## [TO BE DONE]
How many lines in the records below contain the word "tree"? Give only the number.

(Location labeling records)
-- Begin --
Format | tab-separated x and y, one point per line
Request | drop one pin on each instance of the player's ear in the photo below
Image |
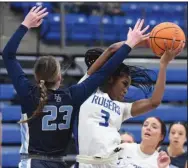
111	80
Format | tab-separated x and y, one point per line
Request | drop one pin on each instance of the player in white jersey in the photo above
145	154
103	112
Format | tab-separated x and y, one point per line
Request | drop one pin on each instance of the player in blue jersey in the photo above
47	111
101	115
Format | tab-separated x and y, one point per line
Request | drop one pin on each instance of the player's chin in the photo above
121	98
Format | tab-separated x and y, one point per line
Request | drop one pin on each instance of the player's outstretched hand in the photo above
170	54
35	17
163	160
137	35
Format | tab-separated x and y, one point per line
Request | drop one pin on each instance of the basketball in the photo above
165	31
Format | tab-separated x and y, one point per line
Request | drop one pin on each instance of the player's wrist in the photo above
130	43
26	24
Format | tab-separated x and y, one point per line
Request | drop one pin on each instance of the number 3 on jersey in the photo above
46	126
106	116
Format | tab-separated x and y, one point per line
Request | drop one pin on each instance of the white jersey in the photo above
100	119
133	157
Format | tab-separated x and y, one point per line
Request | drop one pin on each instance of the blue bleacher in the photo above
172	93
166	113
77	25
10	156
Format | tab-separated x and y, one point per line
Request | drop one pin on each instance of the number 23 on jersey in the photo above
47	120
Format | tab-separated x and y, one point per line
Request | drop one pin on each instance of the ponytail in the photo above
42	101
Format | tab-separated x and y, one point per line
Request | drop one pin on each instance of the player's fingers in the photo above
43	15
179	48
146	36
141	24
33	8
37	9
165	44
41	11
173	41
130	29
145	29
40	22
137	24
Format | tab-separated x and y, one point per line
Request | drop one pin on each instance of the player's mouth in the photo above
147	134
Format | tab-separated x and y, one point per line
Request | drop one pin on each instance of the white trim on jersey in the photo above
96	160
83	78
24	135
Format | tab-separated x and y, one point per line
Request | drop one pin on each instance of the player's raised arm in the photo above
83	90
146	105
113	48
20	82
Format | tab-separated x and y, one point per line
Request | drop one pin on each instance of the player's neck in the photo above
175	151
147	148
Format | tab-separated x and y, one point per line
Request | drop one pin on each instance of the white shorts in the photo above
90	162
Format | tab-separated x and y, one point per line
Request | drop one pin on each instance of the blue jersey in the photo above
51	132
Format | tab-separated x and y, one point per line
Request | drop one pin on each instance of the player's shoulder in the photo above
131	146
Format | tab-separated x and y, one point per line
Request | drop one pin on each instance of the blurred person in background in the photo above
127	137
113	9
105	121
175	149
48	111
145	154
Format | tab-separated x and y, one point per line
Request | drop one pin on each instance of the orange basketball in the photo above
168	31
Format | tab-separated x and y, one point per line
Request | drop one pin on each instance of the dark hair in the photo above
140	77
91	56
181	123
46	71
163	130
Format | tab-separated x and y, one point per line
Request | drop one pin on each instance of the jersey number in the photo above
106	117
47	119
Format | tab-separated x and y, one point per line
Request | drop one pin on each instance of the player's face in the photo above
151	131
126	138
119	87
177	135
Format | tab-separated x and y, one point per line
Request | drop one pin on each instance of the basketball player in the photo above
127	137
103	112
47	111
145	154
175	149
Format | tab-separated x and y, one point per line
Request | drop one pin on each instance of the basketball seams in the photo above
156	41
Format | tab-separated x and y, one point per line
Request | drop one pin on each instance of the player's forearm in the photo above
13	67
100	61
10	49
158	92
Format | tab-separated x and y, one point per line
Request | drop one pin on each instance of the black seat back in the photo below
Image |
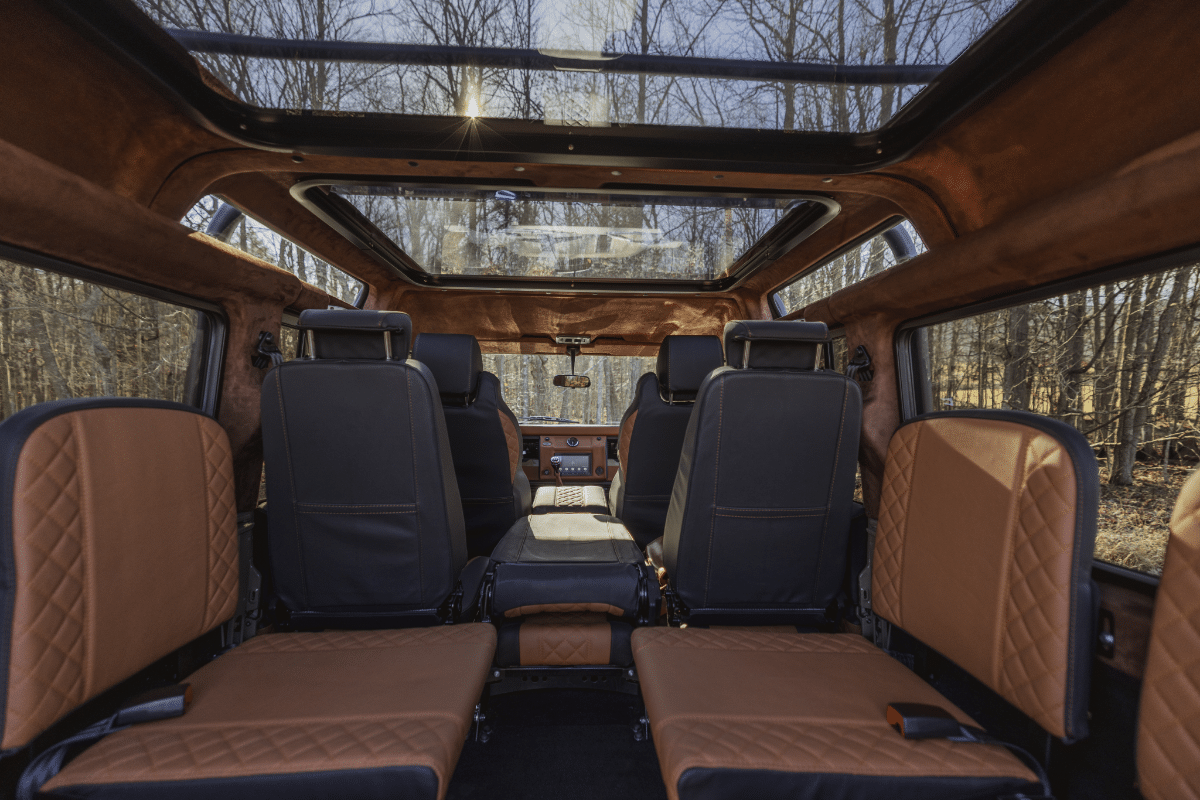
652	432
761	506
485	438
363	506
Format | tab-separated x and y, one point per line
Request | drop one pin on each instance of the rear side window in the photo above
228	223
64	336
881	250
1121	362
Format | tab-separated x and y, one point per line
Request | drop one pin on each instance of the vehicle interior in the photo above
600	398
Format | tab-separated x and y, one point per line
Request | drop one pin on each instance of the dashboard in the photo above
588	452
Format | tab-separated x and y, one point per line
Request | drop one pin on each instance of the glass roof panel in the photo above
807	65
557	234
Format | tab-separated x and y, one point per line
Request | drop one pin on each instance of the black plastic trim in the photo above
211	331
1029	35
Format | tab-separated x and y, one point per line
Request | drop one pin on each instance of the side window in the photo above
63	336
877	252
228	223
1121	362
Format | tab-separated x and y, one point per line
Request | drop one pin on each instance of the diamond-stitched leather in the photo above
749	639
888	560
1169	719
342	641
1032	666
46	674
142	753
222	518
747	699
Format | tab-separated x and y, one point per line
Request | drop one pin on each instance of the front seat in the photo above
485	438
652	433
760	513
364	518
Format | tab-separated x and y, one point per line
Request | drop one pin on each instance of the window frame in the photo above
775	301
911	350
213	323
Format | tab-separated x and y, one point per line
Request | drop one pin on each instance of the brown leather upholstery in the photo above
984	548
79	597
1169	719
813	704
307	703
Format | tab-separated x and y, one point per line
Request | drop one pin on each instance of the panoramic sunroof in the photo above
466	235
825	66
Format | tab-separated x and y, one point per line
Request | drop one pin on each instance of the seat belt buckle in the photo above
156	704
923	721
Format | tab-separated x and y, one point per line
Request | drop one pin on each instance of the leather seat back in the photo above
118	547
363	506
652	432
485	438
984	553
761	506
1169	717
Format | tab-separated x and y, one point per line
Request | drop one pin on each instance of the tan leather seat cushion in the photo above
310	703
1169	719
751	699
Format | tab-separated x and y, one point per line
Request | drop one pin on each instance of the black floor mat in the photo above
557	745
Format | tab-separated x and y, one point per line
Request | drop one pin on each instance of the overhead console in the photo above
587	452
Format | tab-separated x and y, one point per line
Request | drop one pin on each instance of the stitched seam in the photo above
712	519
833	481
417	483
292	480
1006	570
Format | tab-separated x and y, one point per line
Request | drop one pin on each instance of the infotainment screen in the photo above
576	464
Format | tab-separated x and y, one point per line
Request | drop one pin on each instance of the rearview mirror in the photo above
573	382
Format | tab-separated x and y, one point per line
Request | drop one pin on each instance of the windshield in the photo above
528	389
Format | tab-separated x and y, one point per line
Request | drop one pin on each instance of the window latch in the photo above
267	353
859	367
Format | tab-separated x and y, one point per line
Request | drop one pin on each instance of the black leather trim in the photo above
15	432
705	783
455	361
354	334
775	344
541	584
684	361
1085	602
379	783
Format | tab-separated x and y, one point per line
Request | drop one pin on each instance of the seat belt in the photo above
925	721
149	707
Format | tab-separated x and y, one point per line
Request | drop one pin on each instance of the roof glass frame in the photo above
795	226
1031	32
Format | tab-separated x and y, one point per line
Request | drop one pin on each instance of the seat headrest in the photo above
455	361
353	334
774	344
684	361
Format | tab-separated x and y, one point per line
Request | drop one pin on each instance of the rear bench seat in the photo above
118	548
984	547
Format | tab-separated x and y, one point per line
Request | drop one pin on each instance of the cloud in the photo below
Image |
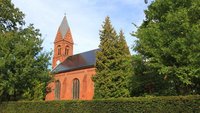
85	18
-- End --
-- Begin --
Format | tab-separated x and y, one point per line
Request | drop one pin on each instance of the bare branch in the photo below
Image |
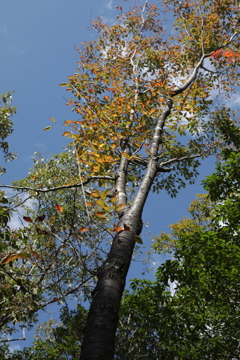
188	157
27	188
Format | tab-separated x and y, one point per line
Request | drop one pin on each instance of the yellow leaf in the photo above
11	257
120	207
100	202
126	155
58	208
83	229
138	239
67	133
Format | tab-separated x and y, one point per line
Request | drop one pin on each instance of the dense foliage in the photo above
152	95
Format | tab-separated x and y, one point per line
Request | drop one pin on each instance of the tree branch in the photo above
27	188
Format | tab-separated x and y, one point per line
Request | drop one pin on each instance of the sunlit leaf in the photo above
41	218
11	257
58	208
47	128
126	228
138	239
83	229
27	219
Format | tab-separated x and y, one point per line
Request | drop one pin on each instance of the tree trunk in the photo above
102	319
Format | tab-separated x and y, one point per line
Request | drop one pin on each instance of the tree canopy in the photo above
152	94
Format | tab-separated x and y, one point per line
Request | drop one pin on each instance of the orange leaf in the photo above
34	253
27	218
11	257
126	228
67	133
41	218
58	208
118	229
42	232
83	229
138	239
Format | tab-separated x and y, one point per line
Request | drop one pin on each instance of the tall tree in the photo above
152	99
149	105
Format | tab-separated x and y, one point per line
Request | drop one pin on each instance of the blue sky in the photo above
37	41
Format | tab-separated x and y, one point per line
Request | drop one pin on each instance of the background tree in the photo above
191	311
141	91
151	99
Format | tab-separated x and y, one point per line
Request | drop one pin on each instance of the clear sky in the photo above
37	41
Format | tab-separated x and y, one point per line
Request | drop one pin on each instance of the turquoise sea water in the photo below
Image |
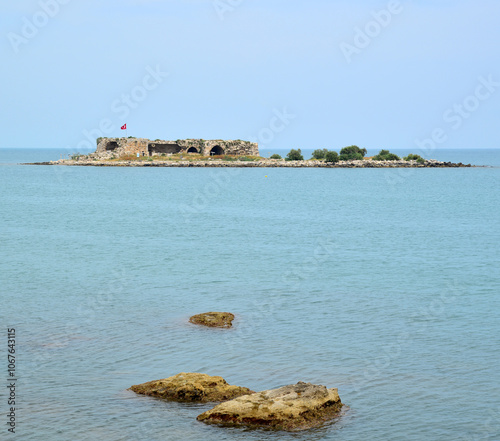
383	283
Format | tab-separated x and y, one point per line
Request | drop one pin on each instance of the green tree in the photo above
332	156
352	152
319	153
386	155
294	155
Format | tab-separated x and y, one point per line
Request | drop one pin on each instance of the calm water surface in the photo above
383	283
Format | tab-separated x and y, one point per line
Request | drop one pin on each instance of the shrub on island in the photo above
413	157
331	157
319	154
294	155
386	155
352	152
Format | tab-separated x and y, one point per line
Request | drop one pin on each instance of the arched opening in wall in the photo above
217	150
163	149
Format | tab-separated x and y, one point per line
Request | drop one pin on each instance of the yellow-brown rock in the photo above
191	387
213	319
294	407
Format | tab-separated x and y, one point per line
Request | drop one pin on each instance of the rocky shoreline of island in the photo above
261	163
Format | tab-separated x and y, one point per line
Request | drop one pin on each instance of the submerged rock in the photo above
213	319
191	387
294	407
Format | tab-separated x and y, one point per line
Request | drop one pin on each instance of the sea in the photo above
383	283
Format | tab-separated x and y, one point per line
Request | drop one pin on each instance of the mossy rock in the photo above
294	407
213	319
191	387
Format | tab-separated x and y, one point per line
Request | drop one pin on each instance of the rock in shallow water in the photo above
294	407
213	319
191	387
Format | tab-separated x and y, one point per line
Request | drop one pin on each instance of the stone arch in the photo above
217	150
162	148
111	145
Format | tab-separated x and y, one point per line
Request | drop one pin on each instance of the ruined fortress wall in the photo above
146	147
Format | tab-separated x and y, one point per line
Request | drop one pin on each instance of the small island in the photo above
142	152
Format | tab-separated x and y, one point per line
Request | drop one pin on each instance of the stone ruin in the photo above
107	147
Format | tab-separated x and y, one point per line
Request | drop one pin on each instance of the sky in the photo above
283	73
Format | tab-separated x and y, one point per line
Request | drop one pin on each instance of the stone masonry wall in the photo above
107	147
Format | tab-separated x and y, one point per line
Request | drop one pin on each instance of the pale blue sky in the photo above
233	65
-- End --
## [OUTPUT OF THE EXERCISE]
6